* COMPITO ASSEGNATO 1: Trasformi in un elenco numerato le righe delle voci comprese tra quella che contiene "Could you please put a dot on the man in dark" e quella che contiene "column 458, row 573", entrambe incluse, omettendo le righe vuote.

* TESTO DA LEGGERE:
══════

Perché non dedicare Giurisprudenza a Salvatore Cadeddu?
31 Dicembre 2012
Andrea Pubusa
Oggi [31 dicembre 2012] alle 12, su iniziativa del Comitato per i Martiri di Palabanda, nell’0rto botanico il Comune di Cagliari scoprirà due lapidi in onore dei MARTIRI DI PALABANDA. L’appuntamento dei partecipanti è fissato alle ore 11.30 all’ingresso dell’Orto Botanico. Da lì si partirà per lo scoprimento delle due lapidi. E’ prevista la partecipazione di un suonatore a launeddas, per il Comune è probabile la presenza del sindaco.
L’iniziativa è importante, ma si può e deve far di più.
Le iniziative sul bicentenario della congiura di Palabanda mi hanno dato grandi emozioni e consentito tante piccole scoperte. Ad esempio, che ho lavorato per ormai circa 40 anni nel luogo in cui l’Avv. Salvatore Cadeddu aveva la “casa di campagna”, dove riuniva un club di democratici. Ho appreso che l’ingresso del suo orto (l’attuale orto botanico), per lui, che veniva da Castello, era nei pressi del Convento dei capuccini, più o meno dove oggi si accede alla Facoltà di Giurisprudenza.
Sarà il caso, ma è una felice coincidenza che, dopo la damnatio memoriae del sito e del suo proprietario, a circa 150 anni dalla congiura e dal supplizio dei suoi promotori, in quel luogo sia sorta la Facoltà di Giurisprudenza. Dunque, la congiura di Palabanda ideata e decisa nel luogo dove da oltre mezzo secolo si formano alla democrazia e ai diritti i giovani sardi.
C’è però in tutto questo una cosa che mi tormenta. Fra questi due momenti non c’è alcun legame, nessuna consapevolezza. Salvatore Cadeddu vagheggiava una società democratica, non so se nella forma della monarchia costituzionale enucleata nella Costituzione di Cadice del 1812 oppure nella più radicale forma della repubblica sul modello rivoluzionario francese. Certo è che anche la Costituzione di Cadice del 1812 rispetto alla monarchia assoluta dei Savoia era un fatto rivoluzionario. Anticipava di oltre trent’anni lo Statuto albertino. Si ricordi che la prima Costituzione concessa da Carlo Alberto nel 1821 fu revocata dieci giorni dopo proprio da Carlo Felice, che, per reprimere i moti liberali, chiamò le truppe austriache! Carlo Felice ancora grondante del sangue di tanti rivoluzionari sardi.

══════

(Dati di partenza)
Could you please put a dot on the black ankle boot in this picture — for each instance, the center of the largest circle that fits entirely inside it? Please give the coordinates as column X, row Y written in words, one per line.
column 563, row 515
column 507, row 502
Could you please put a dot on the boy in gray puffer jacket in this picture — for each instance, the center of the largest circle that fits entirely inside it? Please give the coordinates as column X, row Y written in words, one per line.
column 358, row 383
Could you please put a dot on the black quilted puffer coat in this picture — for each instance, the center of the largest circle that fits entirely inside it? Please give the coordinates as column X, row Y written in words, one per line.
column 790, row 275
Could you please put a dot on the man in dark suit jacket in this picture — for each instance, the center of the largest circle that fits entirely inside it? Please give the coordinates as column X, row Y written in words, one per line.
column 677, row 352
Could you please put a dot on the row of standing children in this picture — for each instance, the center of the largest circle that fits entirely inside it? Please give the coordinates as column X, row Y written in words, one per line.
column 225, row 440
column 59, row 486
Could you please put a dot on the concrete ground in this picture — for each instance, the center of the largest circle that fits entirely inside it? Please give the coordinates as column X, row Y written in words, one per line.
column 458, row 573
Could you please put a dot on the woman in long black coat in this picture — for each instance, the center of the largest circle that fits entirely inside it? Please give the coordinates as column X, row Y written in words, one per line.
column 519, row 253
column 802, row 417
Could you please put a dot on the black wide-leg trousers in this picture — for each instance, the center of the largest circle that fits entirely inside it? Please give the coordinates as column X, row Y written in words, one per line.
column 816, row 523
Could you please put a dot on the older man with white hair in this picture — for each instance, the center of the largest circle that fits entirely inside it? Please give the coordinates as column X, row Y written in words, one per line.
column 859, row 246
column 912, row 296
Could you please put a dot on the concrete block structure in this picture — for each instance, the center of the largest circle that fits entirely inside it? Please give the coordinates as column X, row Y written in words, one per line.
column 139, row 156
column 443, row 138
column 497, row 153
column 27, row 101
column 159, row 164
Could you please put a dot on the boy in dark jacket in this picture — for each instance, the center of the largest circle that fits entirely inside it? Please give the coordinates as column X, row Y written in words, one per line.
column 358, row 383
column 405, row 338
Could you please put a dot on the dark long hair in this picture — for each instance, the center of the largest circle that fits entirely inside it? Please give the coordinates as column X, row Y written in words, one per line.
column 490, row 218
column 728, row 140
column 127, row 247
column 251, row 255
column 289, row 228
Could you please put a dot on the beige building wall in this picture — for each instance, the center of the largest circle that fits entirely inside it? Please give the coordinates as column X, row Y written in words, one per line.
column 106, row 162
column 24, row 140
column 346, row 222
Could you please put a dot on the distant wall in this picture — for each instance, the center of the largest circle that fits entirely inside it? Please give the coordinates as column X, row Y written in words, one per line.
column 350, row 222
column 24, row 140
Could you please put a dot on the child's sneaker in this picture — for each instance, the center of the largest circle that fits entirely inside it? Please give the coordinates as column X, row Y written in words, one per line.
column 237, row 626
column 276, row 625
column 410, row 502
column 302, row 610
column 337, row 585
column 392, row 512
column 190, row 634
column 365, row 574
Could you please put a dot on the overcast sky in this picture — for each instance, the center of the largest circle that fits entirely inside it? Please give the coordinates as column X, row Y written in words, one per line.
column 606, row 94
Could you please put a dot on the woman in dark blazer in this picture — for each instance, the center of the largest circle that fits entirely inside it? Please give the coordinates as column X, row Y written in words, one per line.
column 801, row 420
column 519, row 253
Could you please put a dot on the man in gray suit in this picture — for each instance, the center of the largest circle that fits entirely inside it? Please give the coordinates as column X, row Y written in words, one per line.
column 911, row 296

══════

* COMPITO ASSEGNATO 2: Riporti fedelmente il passo del testo sulla congiura di Palabanda compreso tra "Le iniziative sul" e "i giovani sardi.", estremi inclusi.

* RISPOSTA 1:
1. Could you please put a dot on the man in dark suit jacket in this picture — for each instance, the center of the largest circle that fits entirely inside it? Please give the coordinates as column X, row Y written in words, one per line.
2. column 677, row 352
3. Could you please put a dot on the row of standing children in this picture — for each instance, the center of the largest circle that fits entirely inside it? Please give the coordinates as column X, row Y written in words, one per line.
4. column 225, row 440
5. column 59, row 486
6. Could you please put a dot on the concrete ground in this picture — for each instance, the center of the largest circle that fits entirely inside it? Please give the coordinates as column X, row Y written in words, one per line.
7. column 458, row 573

* RISPOSTA 2:
Le iniziative sul bicentenario della congiura di Palabanda mi hanno dato grandi emozioni e consentito tante piccole scoperte. Ad esempio, che ho lavorato per ormai circa 40 anni nel luogo in cui l’Avv. Salvatore Cadeddu aveva la “casa di campagna”, dove riuniva un club di democratici. Ho appreso che l’ingresso del suo orto (l’attuale orto botanico), per lui, che veniva da Castello, era nei pressi del Convento dei capuccini, più o meno dove oggi si accede alla Facoltà di Giurisprudenza.
Sarà il caso, ma è una felice coincidenza che, dopo la damnatio memoriae del sito e del suo proprietario, a circa 150 anni dalla congiura e dal supplizio dei suoi promotori, in quel luogo sia sorta la Facoltà di Giurisprudenza. Dunque, la congiura di Palabanda ideata e decisa nel luogo dove da oltre mezzo secolo si formano alla democrazia e ai diritti i giovani sardi.